- **DATA PROVIDED**
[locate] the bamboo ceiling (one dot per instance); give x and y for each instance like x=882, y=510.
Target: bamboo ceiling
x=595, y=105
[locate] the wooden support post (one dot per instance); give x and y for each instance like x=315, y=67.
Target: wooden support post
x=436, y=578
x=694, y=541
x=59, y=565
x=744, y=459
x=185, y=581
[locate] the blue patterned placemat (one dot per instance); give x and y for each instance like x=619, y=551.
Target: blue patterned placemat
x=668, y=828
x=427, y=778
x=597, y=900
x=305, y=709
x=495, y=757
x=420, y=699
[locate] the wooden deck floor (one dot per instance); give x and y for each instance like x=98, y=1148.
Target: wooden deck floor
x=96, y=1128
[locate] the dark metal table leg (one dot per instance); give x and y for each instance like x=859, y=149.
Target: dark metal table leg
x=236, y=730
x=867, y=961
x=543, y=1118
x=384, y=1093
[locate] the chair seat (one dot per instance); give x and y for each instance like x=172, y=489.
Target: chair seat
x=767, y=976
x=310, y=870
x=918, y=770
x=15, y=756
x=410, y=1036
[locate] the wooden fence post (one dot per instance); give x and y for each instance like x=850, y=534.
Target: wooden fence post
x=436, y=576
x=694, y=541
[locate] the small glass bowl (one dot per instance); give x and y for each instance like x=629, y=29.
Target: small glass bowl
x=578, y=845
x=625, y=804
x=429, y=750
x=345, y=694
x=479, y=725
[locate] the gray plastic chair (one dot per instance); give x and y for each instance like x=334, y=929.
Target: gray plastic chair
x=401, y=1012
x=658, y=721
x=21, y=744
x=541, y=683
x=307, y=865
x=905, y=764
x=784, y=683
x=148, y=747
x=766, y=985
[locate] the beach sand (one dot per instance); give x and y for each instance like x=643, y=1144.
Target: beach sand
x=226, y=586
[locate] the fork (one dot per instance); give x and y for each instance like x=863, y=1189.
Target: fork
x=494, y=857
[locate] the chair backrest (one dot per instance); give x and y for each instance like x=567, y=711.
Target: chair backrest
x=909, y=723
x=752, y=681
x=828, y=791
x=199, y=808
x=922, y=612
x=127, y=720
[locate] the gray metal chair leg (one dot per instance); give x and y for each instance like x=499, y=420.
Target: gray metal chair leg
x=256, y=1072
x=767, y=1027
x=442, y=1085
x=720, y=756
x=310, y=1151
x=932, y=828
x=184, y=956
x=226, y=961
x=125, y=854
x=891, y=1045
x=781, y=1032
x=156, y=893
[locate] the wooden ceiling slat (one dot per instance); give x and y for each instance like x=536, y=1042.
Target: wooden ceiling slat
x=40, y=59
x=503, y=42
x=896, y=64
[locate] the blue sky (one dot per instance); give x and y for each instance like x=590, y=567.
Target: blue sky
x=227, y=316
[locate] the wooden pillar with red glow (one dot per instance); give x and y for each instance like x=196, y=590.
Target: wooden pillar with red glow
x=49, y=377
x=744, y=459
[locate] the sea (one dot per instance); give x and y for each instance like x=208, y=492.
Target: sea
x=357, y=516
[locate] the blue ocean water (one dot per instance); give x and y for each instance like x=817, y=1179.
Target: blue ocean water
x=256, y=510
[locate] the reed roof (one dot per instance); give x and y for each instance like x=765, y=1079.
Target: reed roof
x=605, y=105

- **TO DO**
Among the records above, only the lines between the line holding "Target: gray plastic chair" and the line holding "[locate] the chair backrest", inclusive, are to be output, exactly as written.

- **WORKED SOLUTION**
Target: gray plastic chair
x=401, y=1012
x=658, y=721
x=21, y=744
x=541, y=683
x=307, y=865
x=905, y=764
x=784, y=683
x=148, y=747
x=766, y=985
[locate] the beach sand (one dot per instance); give x and y for each instance like x=643, y=1144.
Target: beach sand
x=226, y=586
[locate] the fork (one dot per instance); give x and y for each instance like x=863, y=1189.
Target: fork
x=494, y=857
[locate] the chair backrest (one dot per instance); give x and y for each instance like x=567, y=711.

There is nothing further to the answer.